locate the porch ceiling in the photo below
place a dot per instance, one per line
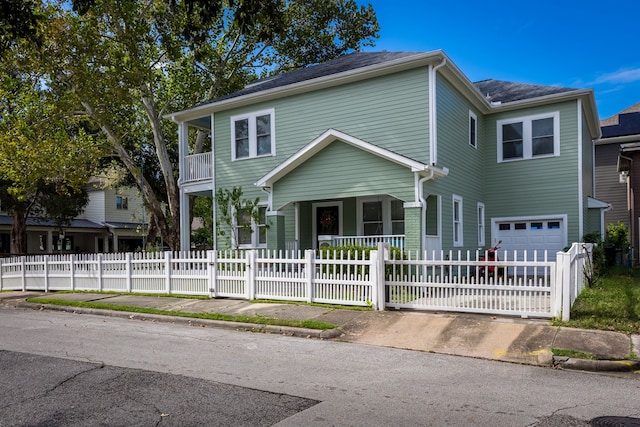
(332, 135)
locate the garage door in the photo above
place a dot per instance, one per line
(534, 235)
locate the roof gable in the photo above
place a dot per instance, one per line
(500, 91)
(332, 135)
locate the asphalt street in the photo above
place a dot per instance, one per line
(353, 384)
(49, 391)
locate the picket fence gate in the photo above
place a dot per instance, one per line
(519, 284)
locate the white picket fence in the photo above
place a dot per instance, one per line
(518, 284)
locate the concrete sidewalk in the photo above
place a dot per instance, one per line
(516, 340)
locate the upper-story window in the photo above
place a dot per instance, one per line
(529, 137)
(122, 202)
(457, 221)
(252, 135)
(473, 129)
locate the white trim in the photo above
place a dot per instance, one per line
(314, 228)
(331, 135)
(580, 174)
(527, 140)
(481, 211)
(253, 138)
(473, 116)
(460, 223)
(255, 230)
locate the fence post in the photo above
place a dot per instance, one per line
(100, 274)
(309, 256)
(250, 275)
(212, 255)
(72, 271)
(379, 289)
(565, 260)
(46, 273)
(167, 271)
(128, 271)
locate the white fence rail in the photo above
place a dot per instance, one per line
(518, 284)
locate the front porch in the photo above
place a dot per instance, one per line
(364, 221)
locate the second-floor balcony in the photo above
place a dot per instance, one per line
(197, 167)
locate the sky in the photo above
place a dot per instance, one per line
(583, 44)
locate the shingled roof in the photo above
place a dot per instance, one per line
(341, 64)
(493, 90)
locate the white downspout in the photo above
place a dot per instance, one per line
(433, 128)
(213, 185)
(423, 204)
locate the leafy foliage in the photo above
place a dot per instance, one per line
(46, 154)
(236, 213)
(127, 63)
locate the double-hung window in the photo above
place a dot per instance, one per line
(457, 221)
(529, 137)
(382, 216)
(252, 233)
(252, 135)
(473, 130)
(122, 203)
(480, 224)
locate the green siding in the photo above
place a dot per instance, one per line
(466, 166)
(588, 189)
(389, 111)
(339, 171)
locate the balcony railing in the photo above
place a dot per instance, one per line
(198, 167)
(396, 240)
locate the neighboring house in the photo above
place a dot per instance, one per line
(112, 221)
(399, 147)
(618, 169)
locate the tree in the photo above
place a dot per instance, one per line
(46, 157)
(129, 62)
(237, 214)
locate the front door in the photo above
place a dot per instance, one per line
(327, 222)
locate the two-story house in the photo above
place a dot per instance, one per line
(399, 147)
(618, 171)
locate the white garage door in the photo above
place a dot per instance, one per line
(532, 235)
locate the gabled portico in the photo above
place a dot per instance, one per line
(345, 186)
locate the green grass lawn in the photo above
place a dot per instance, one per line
(611, 304)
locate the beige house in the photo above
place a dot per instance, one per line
(113, 221)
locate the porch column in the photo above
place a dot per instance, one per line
(413, 231)
(275, 231)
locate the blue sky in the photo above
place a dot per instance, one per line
(569, 43)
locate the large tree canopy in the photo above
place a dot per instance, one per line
(128, 62)
(46, 156)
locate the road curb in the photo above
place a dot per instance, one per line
(597, 365)
(191, 321)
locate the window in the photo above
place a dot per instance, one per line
(252, 135)
(381, 216)
(457, 221)
(480, 224)
(397, 217)
(249, 232)
(473, 130)
(529, 137)
(122, 203)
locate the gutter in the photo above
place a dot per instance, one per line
(433, 127)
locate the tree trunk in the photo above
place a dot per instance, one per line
(169, 230)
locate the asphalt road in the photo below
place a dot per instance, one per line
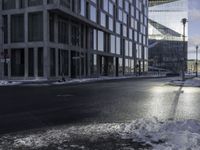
(28, 107)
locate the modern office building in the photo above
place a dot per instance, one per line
(73, 38)
(166, 46)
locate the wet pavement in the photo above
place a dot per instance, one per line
(30, 108)
(26, 107)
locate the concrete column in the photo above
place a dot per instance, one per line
(35, 54)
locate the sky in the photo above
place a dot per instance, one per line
(194, 28)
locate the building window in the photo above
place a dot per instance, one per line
(93, 64)
(118, 45)
(118, 28)
(51, 28)
(120, 3)
(35, 26)
(105, 5)
(100, 41)
(22, 3)
(103, 19)
(8, 4)
(17, 62)
(17, 28)
(5, 29)
(82, 7)
(63, 31)
(30, 62)
(65, 3)
(120, 15)
(111, 9)
(126, 48)
(93, 39)
(75, 35)
(130, 49)
(34, 2)
(112, 44)
(93, 13)
(63, 62)
(110, 24)
(52, 62)
(5, 64)
(40, 62)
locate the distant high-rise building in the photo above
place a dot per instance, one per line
(166, 33)
(73, 38)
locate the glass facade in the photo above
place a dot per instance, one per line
(166, 35)
(102, 38)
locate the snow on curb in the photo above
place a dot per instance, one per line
(188, 83)
(8, 83)
(179, 135)
(84, 80)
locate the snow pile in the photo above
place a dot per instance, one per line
(193, 82)
(180, 135)
(84, 80)
(7, 83)
(168, 135)
(41, 140)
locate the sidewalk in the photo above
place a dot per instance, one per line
(71, 81)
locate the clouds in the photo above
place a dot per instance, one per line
(194, 14)
(194, 40)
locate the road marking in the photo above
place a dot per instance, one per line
(64, 95)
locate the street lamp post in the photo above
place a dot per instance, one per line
(184, 21)
(197, 60)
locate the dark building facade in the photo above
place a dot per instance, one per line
(166, 46)
(73, 38)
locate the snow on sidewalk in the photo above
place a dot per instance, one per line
(168, 135)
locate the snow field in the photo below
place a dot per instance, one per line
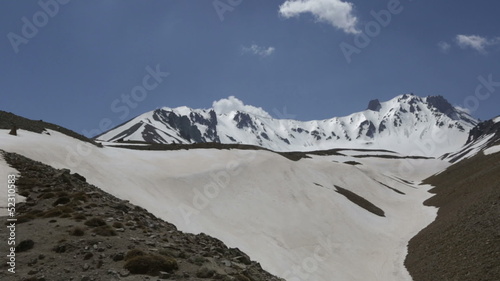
(284, 214)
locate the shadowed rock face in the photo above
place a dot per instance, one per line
(374, 105)
(463, 243)
(441, 104)
(243, 120)
(69, 228)
(485, 128)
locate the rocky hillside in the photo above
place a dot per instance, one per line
(70, 230)
(463, 243)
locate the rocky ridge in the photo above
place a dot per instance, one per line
(70, 230)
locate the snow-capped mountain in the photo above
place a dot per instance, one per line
(407, 124)
(485, 137)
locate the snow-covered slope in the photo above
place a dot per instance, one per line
(297, 218)
(407, 124)
(485, 137)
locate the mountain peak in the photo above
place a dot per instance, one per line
(385, 125)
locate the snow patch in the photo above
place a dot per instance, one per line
(282, 213)
(231, 104)
(5, 171)
(492, 150)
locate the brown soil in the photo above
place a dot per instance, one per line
(464, 241)
(71, 230)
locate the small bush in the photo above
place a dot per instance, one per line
(198, 260)
(241, 277)
(62, 194)
(205, 273)
(25, 218)
(105, 230)
(79, 217)
(134, 253)
(77, 231)
(80, 196)
(58, 211)
(47, 195)
(117, 224)
(94, 222)
(150, 264)
(25, 193)
(61, 201)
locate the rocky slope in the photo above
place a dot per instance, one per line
(70, 230)
(463, 243)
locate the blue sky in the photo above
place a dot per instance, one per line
(71, 62)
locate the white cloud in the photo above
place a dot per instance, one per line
(444, 46)
(335, 12)
(258, 50)
(476, 42)
(225, 106)
(464, 109)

☆ ☆ ☆ ☆ ☆

Your objective »
Transcribe the whole listing exactly. Pictures stay out of your copy.

Response to this task »
locate the porch ceiling in the photo below
place a dot per instance, one per line
(332, 135)
locate the garage door in the photo above
place a dot per instance, one per line
(534, 235)
locate the roof gable in the photo above
place a dot per instance, one per line
(500, 91)
(332, 135)
locate the asphalt street in the photo above
place a dot per instance, one per line
(353, 384)
(49, 391)
locate the picket fence gate in the photo above
place a dot per instance, one per line
(519, 284)
locate the white picket fence in the photo above
place a dot per instance, one per line
(518, 284)
locate the concrete sidewalk in the photo above
place a dot per instance, one per line
(516, 340)
locate the upper-story window in the photo above
place a dot per instance, one per line
(529, 137)
(122, 202)
(457, 221)
(252, 135)
(473, 129)
locate the white trim in the photo above
place a dot per instance, one per line
(314, 228)
(331, 135)
(580, 174)
(527, 140)
(481, 211)
(253, 138)
(473, 116)
(460, 223)
(255, 230)
locate the fence post in the photo above
place a dot per instance, one per line
(100, 274)
(309, 256)
(250, 275)
(212, 255)
(72, 271)
(379, 289)
(565, 260)
(46, 273)
(167, 271)
(128, 271)
locate the white fence rail in the photo above
place a dot per instance, one per line
(518, 284)
locate the front porch in the photo above
place a dot per instance, one per line
(364, 221)
locate the second-floor balcony in the photo above
place a dot per instance, one per line
(197, 167)
locate the sky in the photo above
place a dot per instance, one per line
(583, 44)
locate the shingled roof in the photo above
place a dot per instance, one per line
(341, 64)
(493, 90)
locate the white downspout in the photo above
place a dot per instance, one per line
(433, 128)
(213, 185)
(423, 204)
locate the leafy foliage in the photo above
place a dot per instance, one per line
(46, 154)
(236, 213)
(127, 63)
locate the double-hung window in the photo above
place a dot per instance, one per line
(457, 221)
(529, 137)
(382, 216)
(252, 233)
(252, 135)
(473, 130)
(122, 203)
(480, 224)
locate the green siding in the photo above
place a dot per instance, one per line
(466, 166)
(588, 189)
(389, 111)
(339, 171)
locate the balcony railing in the photo above
place a dot per instance, one per line
(198, 167)
(396, 240)
locate the neighboring house in the photo above
place a dot per instance, one per line
(112, 221)
(399, 147)
(618, 169)
locate the tree in the photo above
place a dot per instance, one per line
(46, 157)
(129, 62)
(237, 214)
locate the front door in the photo above
place a dot per instance, one per line
(327, 222)
locate the two-story house in the photo above
place a dot per instance, one per line
(399, 147)
(618, 171)
locate the white garage door in the photo above
place a dot per instance, one per line
(532, 235)
locate the gabled portico in the photo above
place a dot per instance, one per line
(345, 186)
locate the green grass lawn in the photo above
place a dot per instance, one per line
(611, 304)
locate the beige house in the photo above
place a dot per instance, one per line
(113, 221)
locate the porch column in the photo above
place a dot per instance, one per line
(413, 231)
(275, 231)
locate the blue sky in the photo above
place a dot per instance, one per line
(569, 43)
locate the large tree canopy in the photo above
place a dot per instance, one per line
(128, 62)
(46, 156)
locate the road curb in the photo above
place a dot per instance, one per line
(597, 365)
(191, 321)
locate the window in the photo above
place a dot per instance, one per line
(252, 135)
(381, 216)
(457, 221)
(480, 224)
(397, 217)
(249, 232)
(473, 130)
(529, 137)
(122, 203)
locate the gutter in the photo above
place a dot per instance, one per line
(433, 127)
locate the tree trunk in the photo above
place a dot per instance, one per line
(169, 230)
locate the asphalt road in the photo below
place a dot per instance, one per line
(28, 107)
locate the modern office building in the photo above
place a dot per instance, one per line
(73, 38)
(166, 46)
locate the wet pavement in the photo above
place a dot per instance, one per line
(30, 108)
(26, 107)
locate the concrete column in the photo above
place a dot per instance, one per line
(35, 54)
locate the sky in the photo above
place a dot per instance, one per line
(194, 28)
locate the building window in the photo above
place a dot per instance, one per line
(93, 64)
(118, 45)
(118, 28)
(51, 28)
(120, 3)
(35, 26)
(105, 5)
(100, 41)
(22, 3)
(103, 19)
(8, 4)
(17, 62)
(17, 28)
(5, 29)
(82, 7)
(63, 31)
(30, 62)
(65, 3)
(120, 15)
(111, 9)
(126, 48)
(93, 39)
(75, 35)
(130, 49)
(34, 2)
(112, 44)
(93, 13)
(63, 62)
(110, 24)
(52, 62)
(5, 64)
(40, 62)
locate the distant high-rise building in the photo above
place a dot per instance, one per line
(166, 33)
(73, 38)
locate the glass facade in the photo above
place a dot per instance, one per line
(166, 35)
(102, 38)
locate the snow on curb in the photo above
place a dot per instance, one per line
(188, 83)
(8, 83)
(179, 135)
(84, 80)
locate the snow pile in the photo above
place a dot per instance, one per line
(193, 82)
(180, 135)
(84, 80)
(7, 83)
(168, 135)
(41, 140)
locate the sidewalk in the photo above
place a dot per instance, one per line
(71, 81)
locate the clouds in the photo above
place a dot per instance, one per line
(194, 14)
(194, 40)
locate the road marking in the photo above
place a dot per instance, one per line
(64, 95)
locate the street lamp post in the photo above
place a dot per instance, one per line
(184, 21)
(197, 60)
locate the dark building facade in the photo above
place a dot per instance, one per line
(166, 46)
(73, 38)
locate the snow on sidewalk in the photo above
place a dot per instance, one per line
(168, 135)
locate the snow field in the photo below
place a dot per instance, one per line
(284, 214)
locate the shadowed rock face in the photo above
place a dot per instance, one per line
(374, 105)
(463, 243)
(441, 104)
(243, 120)
(69, 228)
(485, 128)
locate the rocky hillside in the photo above
place a dot per instance, one per line
(70, 230)
(463, 243)
locate the rocky ridge in the photo above
place a dot per instance, one per line
(70, 230)
locate the snow-capped mountain in the photo above
place a dot per instance, one per line
(407, 124)
(485, 137)
locate the snow-covered slope in the photo above
place a dot per instance, one per line
(297, 218)
(407, 124)
(485, 137)
locate the mountain peak in the photo above
place a dot per instance, one per line
(385, 125)
locate the snow patch in the photo above
place a dot per instance, one per line
(282, 213)
(231, 104)
(5, 171)
(492, 150)
locate the brown soil in the photo above
place a dot per instance, one per line
(464, 241)
(71, 230)
locate the small bush in the photo above
place a dot per instance, one per line
(198, 260)
(241, 277)
(62, 194)
(205, 273)
(25, 218)
(105, 230)
(79, 217)
(134, 253)
(77, 231)
(80, 196)
(58, 211)
(47, 195)
(117, 224)
(94, 222)
(150, 264)
(25, 193)
(61, 201)
locate the rocky slope in the photo above
place a dot per instance, one per line
(70, 230)
(463, 243)
locate the blue sky in the photo above
place a dot per instance, one per line
(71, 62)
locate the white cloud in the photo above
place a dot per instance, one per line
(444, 46)
(335, 12)
(258, 50)
(476, 42)
(225, 106)
(464, 109)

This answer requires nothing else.